## DIRECTIONS
Rewrite every line of the listing below, requests included, and offset each answer coordinate by -75. Leave the sample coordinates in the requests unchanged.

Region annotation entries

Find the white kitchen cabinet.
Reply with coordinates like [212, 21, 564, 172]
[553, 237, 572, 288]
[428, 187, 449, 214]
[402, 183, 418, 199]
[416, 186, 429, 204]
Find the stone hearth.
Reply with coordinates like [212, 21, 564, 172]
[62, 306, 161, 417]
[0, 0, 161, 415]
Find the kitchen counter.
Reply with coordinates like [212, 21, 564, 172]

## SOLUTION FOR THIS TASK
Find the white kitchen cabinet.
Reply with coordinates like [212, 21, 564, 172]
[478, 162, 497, 213]
[353, 112, 374, 139]
[327, 108, 343, 124]
[341, 111, 354, 129]
Find the stone hearth.
Reply with coordinates like [212, 21, 564, 172]
[-13, 231, 86, 342]
[-75, -75, 86, 340]
Find the kitchen counter.
Reply with coordinates like [212, 21, 564, 172]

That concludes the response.